* SET OF TASKS:
a - In the Arctic seafloor passage, why is the base of the ancient submerged permafrost warming and thawing? Answer in one to three sentences.
b - Rewrite the Arctic seafloor passage from "A mapping survey" up to and including "of six-story buildings.", replacing "rugged" with "uneven".

* SELECTED TEXT:
- - - - - - -

Repeated surveys with MBARI’s seafloor mapping autonomous underwater vehicles have revealed the unique terrain at the edge of the continental shelf in the Canadian Beaufort Sea, including the rapid formation of massive craters and large mounds. Image: Eve Lundsten © 2022 MBARI

The complex morphology of the seafloor in this region of the Arctic tells a story that involves both the melting of ancient permafrost that was submerged beneath the sea long ago and the disfiguration of the modern seafloor that occurs when released water refreezes. 

After the last ice age, sea levels rose and covered the ancient permafrost on the Arctic shelf. The base of this body of ancient permafrost is slowly warming and thawing because of heat flowing out of the Earth—much older, slower climatic shifts are contributing to the melting of this Arctic submarine permafrost, not human-driven climate change. When this water migrates up to the colder seafloor, it freezes. Freezing ice pushes up ridges and mounds. Seawater seeps into the blistered seafloor surface, melting the ice layers and leaving massive sinkholes behind. The dynamic interplay between large changes in salinity and small changes in temperature near the seafloor drives this process.

The research team has published these new findings in the Journal of Geophysical Research: Earth Surface.

“Our work shows that permafrost ice is both actively forming and decomposing near the seafloor over widespread areas, creating a dynamic underwater landscape with massive sinkholes and large mounds of ice covered in sediment,” said Charlie Paull, a geologist at MBARI and the lead author of the study. “These dramatic and ongoing seafloor changes have huge implications for policymakers who are making decisions about underwater infrastructure in the Arctic.”

Since 2003, MBARI has been part of an international collaboration to study the seafloor at the edge of the Canadian Arctic shelf. This remote area that only recently became accessible to scientists as warmer temperatures caused sea ice to retreat. 

A torpedo-shaped robot with a yellow body and black tail cone bobs at the ocean’s surface. The robot has a label that reads MAPPER 2 in thick black letters. The background is dark-greenish-blue ocean.
MBARI’s autonomous seafloor mapping robots can visualize the bathymetry of the seafloor down to a resolution of a one-meter square (11-square feet) grid, or roughly the size of a dinner table. Image: Dave Caress © 2022 MBARI

A mapping survey by Canadian researchers in 2010 first uncovered the region’s distinctively rugged seafloor terrain. In 2013, MBARI researchers and their collaborators conducted the first high-resolution mapping surveys in this region. Using an MBARI autonomous underwater vehicle (AUV), the research team documented the seafloor terrain in detail.

Five mapping surveys—two conducted from Canadian research ships and three with MBARI’s advanced underwater technology—in this area over a 12-year period revealed 65 newly-formed craters on the seafloor. The largest crater was the size of a city block of six-story buildings. 

In 2022, the team returned to the Arctic aboard KOPRI’s icebreaker research vessel Araon. They first used MBARI’s two seafloor mapping AUVs to identify recently formed craters. Then, they conducted visual surveys within those specific craters with MBARI’s MiniROV. This portable remotely operated vehicle developed by MBARI engineers can be configured for a variety of science missions. Equipped with cameras and sampling equipment, it has been integral to studying the Arctic seafloor. While exploring the seafloor with the MiniROV, researchers observed ice formations inside two recently formed large seafloor craters.

- - - - - - -

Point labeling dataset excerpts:

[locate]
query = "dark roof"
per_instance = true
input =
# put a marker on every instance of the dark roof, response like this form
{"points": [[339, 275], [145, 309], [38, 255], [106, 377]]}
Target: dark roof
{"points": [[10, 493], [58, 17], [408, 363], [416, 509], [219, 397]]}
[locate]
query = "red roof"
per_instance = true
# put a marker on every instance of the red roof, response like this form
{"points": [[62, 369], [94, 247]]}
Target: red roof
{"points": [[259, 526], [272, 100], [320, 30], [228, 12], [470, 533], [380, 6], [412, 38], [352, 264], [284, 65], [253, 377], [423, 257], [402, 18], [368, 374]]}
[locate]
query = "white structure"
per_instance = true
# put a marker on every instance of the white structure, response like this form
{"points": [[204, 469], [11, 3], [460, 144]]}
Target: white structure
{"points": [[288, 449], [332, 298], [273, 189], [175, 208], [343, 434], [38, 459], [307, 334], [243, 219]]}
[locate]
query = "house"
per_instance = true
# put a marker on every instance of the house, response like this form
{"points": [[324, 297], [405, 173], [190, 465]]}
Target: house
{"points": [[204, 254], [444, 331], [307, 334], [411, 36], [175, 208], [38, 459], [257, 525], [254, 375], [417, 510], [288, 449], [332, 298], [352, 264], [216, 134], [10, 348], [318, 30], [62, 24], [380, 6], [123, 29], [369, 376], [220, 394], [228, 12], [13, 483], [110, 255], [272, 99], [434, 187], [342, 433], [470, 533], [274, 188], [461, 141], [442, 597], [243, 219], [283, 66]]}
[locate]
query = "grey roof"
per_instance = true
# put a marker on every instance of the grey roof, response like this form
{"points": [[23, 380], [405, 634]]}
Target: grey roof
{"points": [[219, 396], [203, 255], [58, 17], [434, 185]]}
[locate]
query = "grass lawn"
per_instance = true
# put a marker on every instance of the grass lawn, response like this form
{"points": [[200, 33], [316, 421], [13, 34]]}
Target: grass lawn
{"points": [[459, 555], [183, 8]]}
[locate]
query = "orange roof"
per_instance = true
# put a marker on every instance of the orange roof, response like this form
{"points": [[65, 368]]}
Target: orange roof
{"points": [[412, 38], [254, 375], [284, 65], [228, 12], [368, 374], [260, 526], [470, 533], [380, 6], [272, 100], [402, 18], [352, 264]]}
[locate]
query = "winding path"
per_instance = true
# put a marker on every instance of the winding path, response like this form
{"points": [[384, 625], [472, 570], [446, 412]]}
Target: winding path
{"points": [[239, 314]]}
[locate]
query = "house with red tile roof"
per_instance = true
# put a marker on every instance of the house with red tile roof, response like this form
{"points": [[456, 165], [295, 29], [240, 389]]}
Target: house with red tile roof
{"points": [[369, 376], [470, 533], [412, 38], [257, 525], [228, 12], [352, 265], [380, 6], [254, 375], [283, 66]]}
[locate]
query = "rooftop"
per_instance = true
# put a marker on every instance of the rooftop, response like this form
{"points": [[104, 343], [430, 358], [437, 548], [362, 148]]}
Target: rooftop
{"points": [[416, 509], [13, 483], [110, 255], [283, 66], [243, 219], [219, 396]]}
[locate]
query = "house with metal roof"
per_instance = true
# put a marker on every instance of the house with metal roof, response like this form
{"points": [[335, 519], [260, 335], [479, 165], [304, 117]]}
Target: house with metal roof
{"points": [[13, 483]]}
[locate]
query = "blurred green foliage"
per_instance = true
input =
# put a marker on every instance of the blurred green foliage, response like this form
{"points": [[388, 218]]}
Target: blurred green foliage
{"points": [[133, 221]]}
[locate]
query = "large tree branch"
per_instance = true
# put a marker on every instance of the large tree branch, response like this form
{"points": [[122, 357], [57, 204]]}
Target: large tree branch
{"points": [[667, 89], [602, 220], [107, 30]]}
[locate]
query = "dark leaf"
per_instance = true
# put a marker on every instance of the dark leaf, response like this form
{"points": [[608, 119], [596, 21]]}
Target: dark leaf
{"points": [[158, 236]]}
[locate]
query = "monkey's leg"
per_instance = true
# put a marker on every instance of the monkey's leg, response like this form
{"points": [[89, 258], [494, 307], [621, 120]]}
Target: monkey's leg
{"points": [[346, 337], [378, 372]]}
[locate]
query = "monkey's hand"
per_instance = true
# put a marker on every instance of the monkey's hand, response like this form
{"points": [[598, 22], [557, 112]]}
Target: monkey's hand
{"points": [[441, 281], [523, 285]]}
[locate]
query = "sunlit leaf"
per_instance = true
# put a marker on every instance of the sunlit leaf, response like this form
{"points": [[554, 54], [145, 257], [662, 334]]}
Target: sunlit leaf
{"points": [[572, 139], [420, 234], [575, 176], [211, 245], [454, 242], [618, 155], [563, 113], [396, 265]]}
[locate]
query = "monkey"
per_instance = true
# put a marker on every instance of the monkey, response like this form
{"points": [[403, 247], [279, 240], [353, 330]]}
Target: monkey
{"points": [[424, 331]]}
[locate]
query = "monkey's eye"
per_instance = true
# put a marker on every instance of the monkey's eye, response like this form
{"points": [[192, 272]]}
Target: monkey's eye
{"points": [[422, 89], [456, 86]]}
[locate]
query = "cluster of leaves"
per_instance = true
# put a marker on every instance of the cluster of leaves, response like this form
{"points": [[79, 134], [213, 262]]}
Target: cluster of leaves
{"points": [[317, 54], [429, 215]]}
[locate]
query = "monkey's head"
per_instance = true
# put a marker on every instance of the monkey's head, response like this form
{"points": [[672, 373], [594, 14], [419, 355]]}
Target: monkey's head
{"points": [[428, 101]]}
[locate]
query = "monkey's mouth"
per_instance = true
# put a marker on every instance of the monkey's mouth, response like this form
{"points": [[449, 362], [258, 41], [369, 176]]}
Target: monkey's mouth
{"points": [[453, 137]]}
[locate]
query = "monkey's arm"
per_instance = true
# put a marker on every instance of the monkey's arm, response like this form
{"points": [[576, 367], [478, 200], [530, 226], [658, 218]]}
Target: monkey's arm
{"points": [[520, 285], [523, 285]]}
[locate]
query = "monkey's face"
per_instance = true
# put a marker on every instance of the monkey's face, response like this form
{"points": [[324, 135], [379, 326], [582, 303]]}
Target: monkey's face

- - - - - - -

* RESULTS OF THE TASKS:
a - The base of the ancient permafrost is warming and thawing because heat flows out of the Earth. Much older, slower climatic shifts, not human-driven climate change, are driving this melting.

b -
A mapping survey by Canadian researchers in 2010 first uncovered the region’s distinctively uneven seafloor terrain. In 2013, MBARI researchers and their collaborators conducted the first high-resolution mapping surveys in this region. Using an MBARI autonomous underwater vehicle (AUV), the research team documented the seafloor terrain in detail.

Five mapping surveys—two conducted from Canadian research ships and three with MBARI’s advanced underwater technology—in this area over a 12-year period revealed 65 newly-formed craters on the seafloor. The largest crater was the size of a city block of six-story buildings.